━━ Selected excerpt
116. Pursuant to Virginia Rules of Professional Conduct, Rule 5.5(d)(3), a "Foreign Lawyer" may provide legal services on an temporary and occasional basis only after informing clients and interested third parties in writing: "(i) that the lawyer is not admitted to practice law in Virginia; (ii) the jurisdiction(s) in which the lawyer is licensed to practice, and (iii) the lawyer’s office address in the foreign jurisdiction."
117. Virginia Rules of Professional Conduct, Rule 5.5(d)(4) provides circumstances where a Foreign Lawyer, may provide legal services on a temporary and occasional basis in Virginia, but only after complying with rule 5.5.(d)(3). Respondent did not satisfy the requirements to practice law in Virginia as a "Foreign Lawyer."
118. In July 2009, Lori Beth Thomas ("Thomas"), a Virginia resident, received a call from Respondent’s non-attorney employee Mitch Dow ("Dow") soliciting to provide loan modification services. Dow represented to Thomas that her current home mortgage loan could be reduced by $200 a month through a 30-year fixed interest rate.
119. Dow mentioned obtaining a loan modification for Thomas through the "Obama Plan" and Thomas told Dow that she did not believe she would not qualify because she was behind on her mortgage payments. Dow told Thomas that there were other loan modifications he could utilize for Thomas. Dow instructed Thomas to stop her mortgage payments so she could pay Respondent’s retainer fee. Dow also told Thomas that missing the payments would help with the loan modification process.
120. On July 24, 2009, Thomas signed retainer agreement hiring Respondent’s law office for loan modification services. Thereafter, Thomas made four payments to Respondent totaling $1,800 for advanced legal fees.
121. To date, Respondent has not refunded any portion of the $1,800 in legal fees to Thomas.
━━━━
Written request 1:
List each line in the entries below that contains the word "dock".
━━ Information shown
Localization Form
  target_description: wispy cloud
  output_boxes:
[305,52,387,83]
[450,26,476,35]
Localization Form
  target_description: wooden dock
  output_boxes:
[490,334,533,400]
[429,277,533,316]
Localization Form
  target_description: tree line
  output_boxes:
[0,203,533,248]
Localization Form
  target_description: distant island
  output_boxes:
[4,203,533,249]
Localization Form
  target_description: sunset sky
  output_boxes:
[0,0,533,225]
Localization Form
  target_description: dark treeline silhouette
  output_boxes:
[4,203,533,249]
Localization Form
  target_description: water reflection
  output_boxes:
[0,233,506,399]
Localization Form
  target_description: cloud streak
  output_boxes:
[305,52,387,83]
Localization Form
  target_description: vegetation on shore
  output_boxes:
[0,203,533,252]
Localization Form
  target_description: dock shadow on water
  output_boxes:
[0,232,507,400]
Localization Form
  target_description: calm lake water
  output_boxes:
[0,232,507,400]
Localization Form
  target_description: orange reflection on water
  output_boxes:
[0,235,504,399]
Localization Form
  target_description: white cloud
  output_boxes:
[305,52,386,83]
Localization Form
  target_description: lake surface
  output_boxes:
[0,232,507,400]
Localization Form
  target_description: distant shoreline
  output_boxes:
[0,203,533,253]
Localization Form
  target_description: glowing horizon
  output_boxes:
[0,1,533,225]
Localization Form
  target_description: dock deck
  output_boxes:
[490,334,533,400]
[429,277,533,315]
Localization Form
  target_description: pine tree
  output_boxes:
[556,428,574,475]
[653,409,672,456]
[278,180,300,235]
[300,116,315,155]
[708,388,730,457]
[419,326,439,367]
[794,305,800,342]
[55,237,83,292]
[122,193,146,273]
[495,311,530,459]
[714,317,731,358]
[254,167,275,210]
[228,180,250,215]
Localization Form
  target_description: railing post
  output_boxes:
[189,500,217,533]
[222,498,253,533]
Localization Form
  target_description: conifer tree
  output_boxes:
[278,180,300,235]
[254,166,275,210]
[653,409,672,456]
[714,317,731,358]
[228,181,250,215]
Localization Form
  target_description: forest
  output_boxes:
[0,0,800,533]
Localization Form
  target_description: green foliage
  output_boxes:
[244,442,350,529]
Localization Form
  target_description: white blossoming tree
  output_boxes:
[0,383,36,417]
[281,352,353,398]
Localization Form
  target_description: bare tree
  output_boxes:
━━━━
Written request 2:
Write the next part of the numbered findings about the Virginia loan modification matter, picking up where they stop.

Exercise answer 1:
  target_description: wooden dock
  target_description: dock shadow on water
  target_description: dock deck

Exercise answer 2:
CONCLUSIONS OF LAW:
122. By agreeing to represent Thomas, a Virginia resident, for loan modification services, and by accepting advanced legal fees from her, Respondent willfully violated the Rules of Professional Conduct, rule 1-30003).
123. By collecting legal fees from Thomas in a jurisdiction in which he was not admitted to practice law, Respondent willfully violated Rules of Professional Conduct, rule 4-200(A).
Case No. 10-O-03680 (Complainant: Bobby Flenoid)
FACTS:
124. Respondent is not presently admitted to practice law in Arizona and has never been admitted to practice law in Arizona.
125. Arizona Rules of Professional Conduct, Ethics Rule 5.5, Unauthorized Practice of Law, provides in relevant part: "(a) A lawyer shall not practice law in a jurisdiction in violation of the regulation of the legal profession in that jurisdiction, or assist another in doing so. (b) A lawyer who is not admitted to practice in this jurisdiction shall not: ... (2) hold out to the public or otherwise represent that the lawyer is admitted to practice law in this jurisdiction."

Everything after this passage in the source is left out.